Your instructions: Using the records below, quote only the span that opens with the line containing "All paths have fill-rule evenodd." and closes with the line containing "Please refer to the photo below.", exactly and inclusively.

Stored records:
*****

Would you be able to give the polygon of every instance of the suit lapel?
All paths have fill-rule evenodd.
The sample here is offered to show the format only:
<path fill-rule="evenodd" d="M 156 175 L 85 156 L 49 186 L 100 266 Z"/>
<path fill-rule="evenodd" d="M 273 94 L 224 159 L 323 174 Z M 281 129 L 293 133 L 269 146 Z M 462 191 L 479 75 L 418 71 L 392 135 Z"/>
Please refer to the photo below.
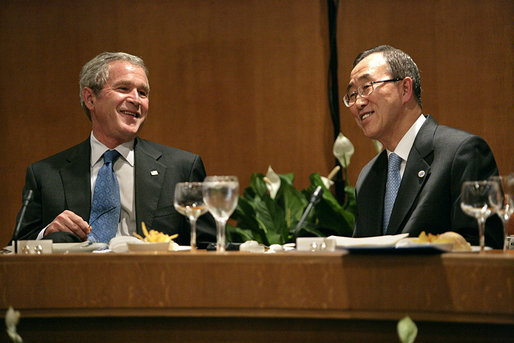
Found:
<path fill-rule="evenodd" d="M 144 221 L 149 227 L 152 225 L 150 221 L 153 211 L 159 205 L 159 196 L 164 182 L 166 166 L 158 161 L 162 153 L 140 138 L 136 138 L 134 154 L 136 231 L 141 233 L 141 222 Z"/>
<path fill-rule="evenodd" d="M 91 145 L 89 139 L 70 151 L 67 164 L 59 172 L 67 208 L 89 220 L 91 211 Z"/>
<path fill-rule="evenodd" d="M 427 159 L 433 148 L 433 137 L 437 122 L 432 117 L 421 127 L 409 153 L 398 196 L 391 213 L 387 234 L 400 233 L 406 223 L 416 198 L 430 176 L 430 163 Z"/>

*****

Expected answer:
All paths have fill-rule evenodd.
The sample here is offered to show the format only:
<path fill-rule="evenodd" d="M 156 175 L 85 156 L 49 186 L 100 266 Z"/>
<path fill-rule="evenodd" d="M 273 94 L 224 159 L 323 174 Z M 281 129 L 293 133 L 269 146 Z M 462 191 L 479 75 L 418 71 L 392 135 Z"/>
Please refer to the photo below.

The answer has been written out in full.